-------- DATA EXTRACTS --------
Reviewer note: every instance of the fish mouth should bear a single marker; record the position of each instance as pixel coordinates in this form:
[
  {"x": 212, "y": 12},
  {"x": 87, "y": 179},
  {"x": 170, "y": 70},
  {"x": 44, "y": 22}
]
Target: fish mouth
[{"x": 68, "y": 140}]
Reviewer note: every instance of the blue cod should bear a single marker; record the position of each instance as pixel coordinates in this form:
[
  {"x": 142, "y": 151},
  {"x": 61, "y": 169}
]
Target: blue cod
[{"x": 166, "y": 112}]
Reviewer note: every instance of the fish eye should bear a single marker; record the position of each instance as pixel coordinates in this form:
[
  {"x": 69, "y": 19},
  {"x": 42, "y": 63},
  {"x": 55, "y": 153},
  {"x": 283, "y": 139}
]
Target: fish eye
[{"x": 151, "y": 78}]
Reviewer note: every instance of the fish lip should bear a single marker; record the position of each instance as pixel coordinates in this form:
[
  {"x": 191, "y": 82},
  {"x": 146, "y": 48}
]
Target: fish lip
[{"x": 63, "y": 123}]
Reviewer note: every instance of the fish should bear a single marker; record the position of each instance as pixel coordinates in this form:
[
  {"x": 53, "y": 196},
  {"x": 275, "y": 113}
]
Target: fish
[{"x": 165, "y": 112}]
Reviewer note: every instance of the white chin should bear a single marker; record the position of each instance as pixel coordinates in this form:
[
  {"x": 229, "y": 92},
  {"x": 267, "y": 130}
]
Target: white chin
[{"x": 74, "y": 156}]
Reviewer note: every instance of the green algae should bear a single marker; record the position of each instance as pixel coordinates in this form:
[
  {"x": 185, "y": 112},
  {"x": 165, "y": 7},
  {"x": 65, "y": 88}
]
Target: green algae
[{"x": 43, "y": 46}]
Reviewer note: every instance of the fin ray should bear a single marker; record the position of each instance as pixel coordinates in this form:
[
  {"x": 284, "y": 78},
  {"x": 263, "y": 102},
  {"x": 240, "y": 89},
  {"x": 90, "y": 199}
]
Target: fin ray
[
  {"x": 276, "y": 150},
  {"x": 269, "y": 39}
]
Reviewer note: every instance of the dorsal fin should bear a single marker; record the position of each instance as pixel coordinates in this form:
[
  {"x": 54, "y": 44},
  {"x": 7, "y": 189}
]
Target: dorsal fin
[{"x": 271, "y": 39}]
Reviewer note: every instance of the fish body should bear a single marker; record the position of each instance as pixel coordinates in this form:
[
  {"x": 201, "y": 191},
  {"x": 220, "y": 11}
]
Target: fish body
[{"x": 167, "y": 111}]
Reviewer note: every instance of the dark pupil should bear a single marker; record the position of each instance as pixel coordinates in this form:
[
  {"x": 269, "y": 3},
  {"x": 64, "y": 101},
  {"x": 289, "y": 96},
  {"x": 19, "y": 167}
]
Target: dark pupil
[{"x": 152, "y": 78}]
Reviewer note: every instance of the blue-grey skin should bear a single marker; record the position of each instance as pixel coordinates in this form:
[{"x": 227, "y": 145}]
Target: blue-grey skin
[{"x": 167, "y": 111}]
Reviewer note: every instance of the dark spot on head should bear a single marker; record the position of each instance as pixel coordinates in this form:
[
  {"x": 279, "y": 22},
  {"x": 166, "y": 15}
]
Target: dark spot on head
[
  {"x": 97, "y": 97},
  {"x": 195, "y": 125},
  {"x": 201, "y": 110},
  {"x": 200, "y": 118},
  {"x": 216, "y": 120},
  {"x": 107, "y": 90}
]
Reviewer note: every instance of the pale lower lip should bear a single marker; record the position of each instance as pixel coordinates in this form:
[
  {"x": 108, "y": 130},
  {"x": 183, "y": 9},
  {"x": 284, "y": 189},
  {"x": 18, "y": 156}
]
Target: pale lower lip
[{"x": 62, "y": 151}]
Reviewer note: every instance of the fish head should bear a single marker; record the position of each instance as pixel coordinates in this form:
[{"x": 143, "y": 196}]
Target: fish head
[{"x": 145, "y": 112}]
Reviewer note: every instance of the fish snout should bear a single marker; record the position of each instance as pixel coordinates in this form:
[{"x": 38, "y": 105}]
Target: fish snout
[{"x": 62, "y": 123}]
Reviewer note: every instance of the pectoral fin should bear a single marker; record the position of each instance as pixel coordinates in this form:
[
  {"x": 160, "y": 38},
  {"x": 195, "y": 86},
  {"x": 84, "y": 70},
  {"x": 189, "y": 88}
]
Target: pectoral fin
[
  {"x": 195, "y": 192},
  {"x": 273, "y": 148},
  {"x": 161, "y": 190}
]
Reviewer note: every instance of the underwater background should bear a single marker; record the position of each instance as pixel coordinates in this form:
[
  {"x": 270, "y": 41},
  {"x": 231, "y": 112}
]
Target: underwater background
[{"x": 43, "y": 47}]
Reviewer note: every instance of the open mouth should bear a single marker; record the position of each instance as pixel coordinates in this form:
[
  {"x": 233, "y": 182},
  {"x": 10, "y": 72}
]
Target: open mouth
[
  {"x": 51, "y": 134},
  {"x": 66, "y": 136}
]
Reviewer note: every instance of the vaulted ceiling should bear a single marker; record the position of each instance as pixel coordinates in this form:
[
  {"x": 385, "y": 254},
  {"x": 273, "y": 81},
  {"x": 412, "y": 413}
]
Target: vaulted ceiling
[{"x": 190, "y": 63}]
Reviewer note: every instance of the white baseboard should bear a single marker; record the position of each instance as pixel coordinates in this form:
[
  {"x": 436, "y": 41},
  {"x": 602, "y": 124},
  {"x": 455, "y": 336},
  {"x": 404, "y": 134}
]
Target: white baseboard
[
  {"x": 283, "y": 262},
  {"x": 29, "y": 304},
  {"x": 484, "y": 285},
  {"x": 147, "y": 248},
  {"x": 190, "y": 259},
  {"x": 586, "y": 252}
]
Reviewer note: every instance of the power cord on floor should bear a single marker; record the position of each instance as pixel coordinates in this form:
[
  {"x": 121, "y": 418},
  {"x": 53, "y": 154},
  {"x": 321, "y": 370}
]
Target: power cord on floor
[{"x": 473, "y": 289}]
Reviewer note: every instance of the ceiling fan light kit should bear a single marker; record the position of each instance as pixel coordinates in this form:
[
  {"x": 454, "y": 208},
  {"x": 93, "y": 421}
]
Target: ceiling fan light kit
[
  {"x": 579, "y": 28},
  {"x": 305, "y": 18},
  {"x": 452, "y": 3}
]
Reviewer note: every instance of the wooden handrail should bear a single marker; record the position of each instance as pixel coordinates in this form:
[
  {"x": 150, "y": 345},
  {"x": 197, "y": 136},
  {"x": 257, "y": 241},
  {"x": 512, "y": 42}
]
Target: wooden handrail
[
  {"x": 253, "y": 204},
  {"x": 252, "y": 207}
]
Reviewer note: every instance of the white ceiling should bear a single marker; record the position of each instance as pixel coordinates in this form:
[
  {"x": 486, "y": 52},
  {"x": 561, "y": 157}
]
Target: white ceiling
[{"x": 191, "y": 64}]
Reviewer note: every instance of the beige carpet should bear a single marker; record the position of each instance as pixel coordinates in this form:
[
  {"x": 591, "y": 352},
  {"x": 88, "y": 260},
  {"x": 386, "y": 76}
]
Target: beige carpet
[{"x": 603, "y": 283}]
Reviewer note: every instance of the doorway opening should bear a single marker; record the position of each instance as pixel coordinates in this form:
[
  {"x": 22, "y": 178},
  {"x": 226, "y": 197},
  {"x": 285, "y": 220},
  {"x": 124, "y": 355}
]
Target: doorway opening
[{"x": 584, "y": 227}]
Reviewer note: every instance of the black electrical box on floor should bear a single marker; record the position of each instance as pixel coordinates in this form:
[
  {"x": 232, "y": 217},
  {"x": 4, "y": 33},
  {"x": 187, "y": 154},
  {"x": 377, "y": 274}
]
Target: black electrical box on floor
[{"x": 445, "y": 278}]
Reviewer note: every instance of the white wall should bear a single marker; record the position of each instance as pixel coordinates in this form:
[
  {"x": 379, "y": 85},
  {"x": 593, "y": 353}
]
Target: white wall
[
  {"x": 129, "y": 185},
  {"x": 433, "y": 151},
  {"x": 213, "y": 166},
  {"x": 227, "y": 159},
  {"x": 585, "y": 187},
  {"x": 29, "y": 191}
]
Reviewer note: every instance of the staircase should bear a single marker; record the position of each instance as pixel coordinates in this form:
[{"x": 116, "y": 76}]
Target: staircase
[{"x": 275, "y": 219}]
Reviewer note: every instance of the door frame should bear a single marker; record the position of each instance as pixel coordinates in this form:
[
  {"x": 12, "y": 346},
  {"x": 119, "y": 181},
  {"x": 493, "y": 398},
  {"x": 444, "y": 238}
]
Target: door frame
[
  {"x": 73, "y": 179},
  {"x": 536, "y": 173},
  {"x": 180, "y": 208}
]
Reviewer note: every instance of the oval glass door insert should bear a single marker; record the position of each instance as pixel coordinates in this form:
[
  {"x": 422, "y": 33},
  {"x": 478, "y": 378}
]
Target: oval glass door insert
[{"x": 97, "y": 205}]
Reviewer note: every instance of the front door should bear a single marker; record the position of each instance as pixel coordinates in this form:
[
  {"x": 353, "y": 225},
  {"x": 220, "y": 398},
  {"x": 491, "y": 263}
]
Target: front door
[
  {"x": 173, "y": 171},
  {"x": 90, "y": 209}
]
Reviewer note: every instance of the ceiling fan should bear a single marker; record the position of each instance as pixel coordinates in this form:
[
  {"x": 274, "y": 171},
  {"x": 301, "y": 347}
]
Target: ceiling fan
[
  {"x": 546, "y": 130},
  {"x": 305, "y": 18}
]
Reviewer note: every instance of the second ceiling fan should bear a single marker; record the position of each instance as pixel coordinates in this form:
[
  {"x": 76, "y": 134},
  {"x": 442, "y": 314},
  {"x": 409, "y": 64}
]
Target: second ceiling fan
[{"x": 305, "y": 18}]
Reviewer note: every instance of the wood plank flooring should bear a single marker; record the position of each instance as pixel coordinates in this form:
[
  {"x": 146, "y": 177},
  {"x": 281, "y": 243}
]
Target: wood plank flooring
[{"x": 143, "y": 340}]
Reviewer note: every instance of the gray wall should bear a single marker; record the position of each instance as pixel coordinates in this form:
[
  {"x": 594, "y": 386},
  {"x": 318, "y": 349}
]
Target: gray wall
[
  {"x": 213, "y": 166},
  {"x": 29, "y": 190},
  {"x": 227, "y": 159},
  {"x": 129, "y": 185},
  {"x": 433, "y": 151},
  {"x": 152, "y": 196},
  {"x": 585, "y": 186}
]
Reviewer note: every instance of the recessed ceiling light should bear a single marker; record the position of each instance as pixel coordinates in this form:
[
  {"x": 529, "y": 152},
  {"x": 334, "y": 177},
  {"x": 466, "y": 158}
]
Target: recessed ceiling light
--------
ABOUT THIS EXERCISE = Count, in the records above, the lines that include "recessed", and give the number with nothing added.

SOLUTION FOR THIS EXERCISE = 2